He basically said that he already knew that I had more of a connection with her than with him and he didn't mind; that he didn't really understand whatever was going on and because he could see that she was making me happy. He said that he was glad that there wasn't anything sexual going on but it hadn't really occurred to him that there might be. He even suggested that I stay friends with her if she can sort out her own feelings. 

I suggested that we go for counselling and he said that he didn't have anything to say. I said that I wanted to talk anyway and he essentially told me he'd didn't really want to hear it. 

I just feel really blah about it. He was so emotionally detached about the whole thing. He's always been a man of few words but if he told me that he was closer to a friend than to me I'd be heartbroken. 

I'll definitely go to counselling by myself though; I went just after we lost the babies but I think I was mostly in shock at that point.


----------



## Homemaker_Numero_Uno (Jan 18, 2011)

You should go for counseling so you can figure out what's going on with yourself. It could be that besides the bonding over your childrens' deaths, you saw her as a safe person for your affection because naturally you can't get pregnant with her, and that's a lot safer than getting pregnant and then even having a child who lives, then you worry about the kid for the rest of your life...

BUT, if that's the case, trust me, after a while you stop worrying about your kids dying. I mean, it's there, but it's not overwhelmingly large, and you also figure out how resilient you are.

I lost my first child, and the advice my OB gave me was to get pregnant again as soon as I was able. It sounded harsh, but I trusted him as he was a friend. He was right. Humans are really resilient.

Anyhow, nobody can really figure this out but you. There are some theories, but you should go to IC and reach your own conclusion. 

There is always risk in life of losing people close to you. It goes with the territory. What would be even worse is not being able to form any kind of connection at all out of fear.

Your husband may just be more pragmatic than you. And less hormonal. He's already realized that even though he would like to get pregnant, he is only 1/2 of the joint equation. I wouldn't call it detached, although it's certainly a different way of handling attachments than your own. No way is wrong...some people just tend to be more rational about what makes them happy or content, or okay with going on to the next day/moment.


----------



## 12345Person (Dec 8, 2013)

Get rid of your friend.

Drag your husband to Marriage Counseling. DRAG him.


----------



## lordmayhem (Feb 7, 2011)

IDK12334 said:


> I just feel really blah about it. He was so emotionally detached about the whole thing. He's always been a man of few words but if he told me that he was closer to a friend than to me I'd be heartbroken.


If you told him you were in an EA with a man, he would hit the roof. Some men don't feel as threatened by an OW as they would an OM. That's not me, but some don't. He's suddenly see the light if you told him you were running off with this woman and divorcing him for her.

IMHO, an affair is an affair, whether it be with someone of the opposite sex or same sex.


----------

• _PROBLEMS TO WORK ON_
• a. List every username that heads a reply in the thread, each with the date shown beside it.
• b. Does the thread support each statement below? Answer yes or no for each, quoting the words from the thread that settle it.
(i) The husband said he was glad nothing sexual was going on.
(ii) The husband agreed to go to counselling.
(iii) Homemaker_Numero_Uno's OB advised waiting a long time before trying to get pregnant again.
• c. In the thread, whose words does lordmayhem quote at the start of that reply?

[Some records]

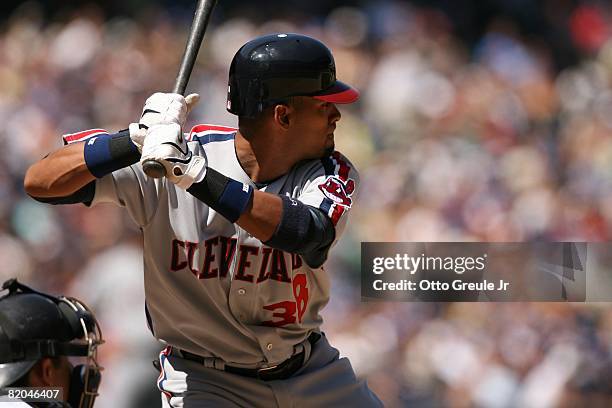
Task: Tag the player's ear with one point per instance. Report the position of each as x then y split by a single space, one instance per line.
283 115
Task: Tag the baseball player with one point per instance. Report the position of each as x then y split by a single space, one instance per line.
236 234
37 334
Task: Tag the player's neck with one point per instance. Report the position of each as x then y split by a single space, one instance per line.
261 159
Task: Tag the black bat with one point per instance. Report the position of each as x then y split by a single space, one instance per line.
153 168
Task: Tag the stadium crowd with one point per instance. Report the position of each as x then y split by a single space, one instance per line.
496 135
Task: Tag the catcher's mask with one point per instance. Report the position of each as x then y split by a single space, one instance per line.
34 325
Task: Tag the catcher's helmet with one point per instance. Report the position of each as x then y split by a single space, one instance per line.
34 325
271 68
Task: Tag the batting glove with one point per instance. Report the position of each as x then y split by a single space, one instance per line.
167 108
162 108
165 144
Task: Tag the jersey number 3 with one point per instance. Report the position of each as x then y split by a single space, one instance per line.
286 311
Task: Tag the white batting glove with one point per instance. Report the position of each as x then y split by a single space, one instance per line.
162 108
164 143
167 108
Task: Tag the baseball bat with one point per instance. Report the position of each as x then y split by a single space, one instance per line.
153 168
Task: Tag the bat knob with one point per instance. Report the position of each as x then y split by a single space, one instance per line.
153 169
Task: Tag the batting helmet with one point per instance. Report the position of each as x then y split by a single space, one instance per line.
271 68
34 325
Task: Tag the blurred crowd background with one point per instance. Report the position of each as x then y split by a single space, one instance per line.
479 121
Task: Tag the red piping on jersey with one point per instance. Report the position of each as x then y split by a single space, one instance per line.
204 128
343 174
73 137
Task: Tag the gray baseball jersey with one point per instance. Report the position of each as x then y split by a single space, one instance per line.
211 288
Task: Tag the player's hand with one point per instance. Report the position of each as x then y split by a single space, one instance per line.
164 143
167 108
162 108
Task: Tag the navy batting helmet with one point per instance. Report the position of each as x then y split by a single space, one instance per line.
271 68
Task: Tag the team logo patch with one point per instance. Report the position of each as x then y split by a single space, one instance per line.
338 191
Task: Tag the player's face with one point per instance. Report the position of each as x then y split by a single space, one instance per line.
313 127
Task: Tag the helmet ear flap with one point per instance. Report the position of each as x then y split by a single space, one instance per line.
72 317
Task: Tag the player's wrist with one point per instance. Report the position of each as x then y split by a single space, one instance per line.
227 196
110 152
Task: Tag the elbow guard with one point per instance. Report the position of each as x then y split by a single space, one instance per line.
83 195
304 230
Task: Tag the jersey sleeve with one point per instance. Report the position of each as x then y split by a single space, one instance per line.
128 187
331 187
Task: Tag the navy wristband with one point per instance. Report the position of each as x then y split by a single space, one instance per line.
107 153
228 197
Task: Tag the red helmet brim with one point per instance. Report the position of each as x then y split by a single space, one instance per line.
339 93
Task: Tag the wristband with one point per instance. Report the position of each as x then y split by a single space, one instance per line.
106 153
228 197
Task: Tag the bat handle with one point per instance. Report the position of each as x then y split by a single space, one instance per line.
153 169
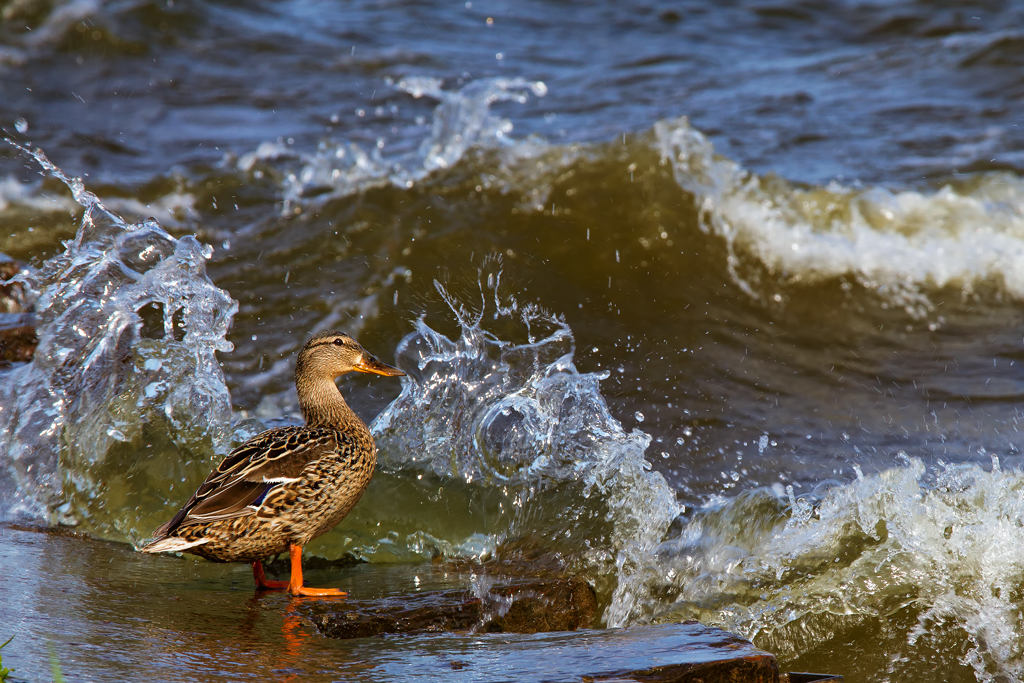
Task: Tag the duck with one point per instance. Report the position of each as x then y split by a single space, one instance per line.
287 485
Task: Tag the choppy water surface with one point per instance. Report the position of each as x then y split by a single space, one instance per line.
720 303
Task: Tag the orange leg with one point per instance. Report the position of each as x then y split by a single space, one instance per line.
295 586
262 583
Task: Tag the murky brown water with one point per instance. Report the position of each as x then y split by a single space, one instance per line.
774 374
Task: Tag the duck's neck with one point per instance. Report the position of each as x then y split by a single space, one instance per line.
323 404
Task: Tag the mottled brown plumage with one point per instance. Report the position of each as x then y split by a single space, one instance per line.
284 487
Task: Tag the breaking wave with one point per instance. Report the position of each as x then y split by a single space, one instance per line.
128 327
966 235
462 125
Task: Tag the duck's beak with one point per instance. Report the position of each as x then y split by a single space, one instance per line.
371 365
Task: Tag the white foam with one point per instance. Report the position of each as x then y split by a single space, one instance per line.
95 381
951 549
898 243
462 124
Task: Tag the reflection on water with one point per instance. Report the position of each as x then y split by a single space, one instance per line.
784 335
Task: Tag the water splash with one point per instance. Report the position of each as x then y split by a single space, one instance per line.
128 327
520 418
896 243
462 123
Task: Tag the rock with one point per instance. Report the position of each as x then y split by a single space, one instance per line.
562 604
520 606
17 329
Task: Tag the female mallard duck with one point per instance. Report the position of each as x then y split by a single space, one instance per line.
284 487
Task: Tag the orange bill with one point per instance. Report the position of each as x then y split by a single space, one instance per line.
371 365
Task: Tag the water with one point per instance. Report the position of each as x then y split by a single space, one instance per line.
720 303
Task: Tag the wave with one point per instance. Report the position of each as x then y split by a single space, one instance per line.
463 126
936 556
900 244
128 327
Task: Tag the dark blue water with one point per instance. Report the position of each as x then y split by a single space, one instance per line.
777 247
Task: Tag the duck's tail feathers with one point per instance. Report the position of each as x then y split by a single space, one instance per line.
172 545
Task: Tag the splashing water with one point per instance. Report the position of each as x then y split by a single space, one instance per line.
521 418
128 327
462 123
945 557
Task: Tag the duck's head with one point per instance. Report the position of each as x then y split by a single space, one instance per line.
334 353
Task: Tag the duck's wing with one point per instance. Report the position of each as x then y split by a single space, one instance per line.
243 480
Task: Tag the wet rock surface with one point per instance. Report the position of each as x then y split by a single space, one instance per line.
509 606
17 330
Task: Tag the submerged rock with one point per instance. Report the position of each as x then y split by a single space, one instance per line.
516 606
17 330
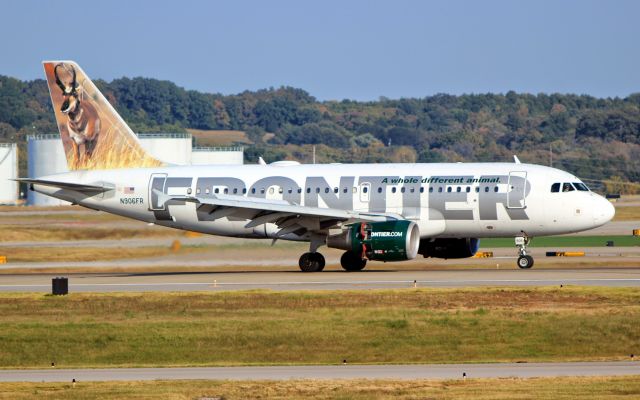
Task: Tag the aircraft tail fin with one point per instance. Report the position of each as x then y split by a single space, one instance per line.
93 135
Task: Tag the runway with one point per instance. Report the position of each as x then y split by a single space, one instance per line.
430 371
328 280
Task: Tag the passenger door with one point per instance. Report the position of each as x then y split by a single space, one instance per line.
156 182
516 189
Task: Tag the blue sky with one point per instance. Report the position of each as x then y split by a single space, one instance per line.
336 49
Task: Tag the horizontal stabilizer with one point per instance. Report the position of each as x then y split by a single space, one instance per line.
78 187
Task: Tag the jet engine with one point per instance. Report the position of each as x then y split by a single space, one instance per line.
449 248
382 241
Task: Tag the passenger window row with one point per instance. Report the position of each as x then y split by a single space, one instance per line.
394 189
568 187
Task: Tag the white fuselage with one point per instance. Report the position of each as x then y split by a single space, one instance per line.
445 200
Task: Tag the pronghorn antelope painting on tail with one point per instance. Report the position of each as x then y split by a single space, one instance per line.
83 123
93 134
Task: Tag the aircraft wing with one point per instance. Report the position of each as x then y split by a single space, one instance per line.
78 187
289 217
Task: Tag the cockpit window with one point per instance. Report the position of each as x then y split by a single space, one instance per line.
581 186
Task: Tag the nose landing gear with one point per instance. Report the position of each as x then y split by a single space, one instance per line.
311 262
525 261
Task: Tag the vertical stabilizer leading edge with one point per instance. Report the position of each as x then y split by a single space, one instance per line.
94 136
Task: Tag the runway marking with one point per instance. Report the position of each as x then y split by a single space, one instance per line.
571 280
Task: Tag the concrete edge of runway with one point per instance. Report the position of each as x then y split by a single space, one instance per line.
404 372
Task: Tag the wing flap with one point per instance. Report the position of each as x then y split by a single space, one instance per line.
274 211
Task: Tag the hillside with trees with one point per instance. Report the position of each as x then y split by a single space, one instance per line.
594 138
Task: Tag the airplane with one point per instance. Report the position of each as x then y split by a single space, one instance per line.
374 212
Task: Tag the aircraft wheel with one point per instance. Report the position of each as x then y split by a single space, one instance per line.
311 262
525 262
350 261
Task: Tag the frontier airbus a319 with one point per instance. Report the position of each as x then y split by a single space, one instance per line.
381 212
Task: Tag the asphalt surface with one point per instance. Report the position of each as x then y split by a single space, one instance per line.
433 371
327 280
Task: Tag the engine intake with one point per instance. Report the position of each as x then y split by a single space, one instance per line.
449 248
382 241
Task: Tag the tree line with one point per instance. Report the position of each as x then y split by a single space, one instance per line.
593 137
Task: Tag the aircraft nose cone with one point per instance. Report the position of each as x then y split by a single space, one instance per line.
603 211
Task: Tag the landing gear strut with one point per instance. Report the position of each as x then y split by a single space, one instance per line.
351 261
525 261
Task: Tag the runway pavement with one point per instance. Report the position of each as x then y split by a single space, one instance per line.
433 371
286 280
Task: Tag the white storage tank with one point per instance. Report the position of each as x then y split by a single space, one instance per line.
217 155
45 157
173 148
8 171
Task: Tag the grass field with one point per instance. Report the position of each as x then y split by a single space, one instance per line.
55 254
259 327
605 388
11 233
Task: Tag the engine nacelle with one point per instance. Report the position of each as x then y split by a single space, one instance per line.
382 241
449 248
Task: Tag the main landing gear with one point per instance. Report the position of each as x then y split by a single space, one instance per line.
351 261
313 261
525 261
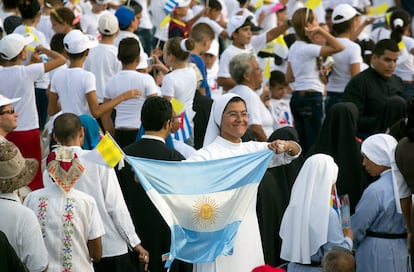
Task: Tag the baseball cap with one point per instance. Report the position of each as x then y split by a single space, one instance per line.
12 44
7 101
343 13
76 42
108 24
183 3
238 21
125 15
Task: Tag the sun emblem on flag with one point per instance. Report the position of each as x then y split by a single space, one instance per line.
205 211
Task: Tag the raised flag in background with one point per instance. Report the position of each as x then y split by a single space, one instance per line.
203 202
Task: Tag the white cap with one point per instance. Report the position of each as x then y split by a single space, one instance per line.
76 42
343 13
12 44
7 101
183 3
236 22
214 48
108 24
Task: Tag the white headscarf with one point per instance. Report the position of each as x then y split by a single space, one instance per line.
304 227
216 113
380 149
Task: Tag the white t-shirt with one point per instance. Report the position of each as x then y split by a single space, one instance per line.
101 183
257 43
158 15
39 39
72 85
89 22
103 62
23 232
258 113
340 74
18 81
181 84
128 113
302 57
67 222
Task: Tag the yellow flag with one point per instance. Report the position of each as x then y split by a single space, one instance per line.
258 4
109 150
378 10
178 106
312 4
266 73
401 45
166 20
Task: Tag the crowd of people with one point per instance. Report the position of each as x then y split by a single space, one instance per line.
329 87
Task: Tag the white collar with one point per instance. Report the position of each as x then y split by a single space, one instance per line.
153 137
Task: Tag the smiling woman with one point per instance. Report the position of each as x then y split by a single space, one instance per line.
227 123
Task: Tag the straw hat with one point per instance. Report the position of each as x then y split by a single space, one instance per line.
15 171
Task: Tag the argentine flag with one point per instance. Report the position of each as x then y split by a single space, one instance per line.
203 202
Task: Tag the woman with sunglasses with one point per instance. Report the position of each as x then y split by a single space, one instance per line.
303 70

• _RESULTS_
• a.
- Homemaker_Numero_Uno (Jan 18, 2011)
- 12345Person (Dec 8, 2013)
- lordmayhem (Feb 7, 2011)

• b.
(i) Yes: "He said that he was glad that there wasn't anything sexual going on"
(ii) No: "he said that he didn't have anything to say"
(iii) No: "the advice my OB gave me was to get pregnant again as soon as I was able"

• c. IDK12334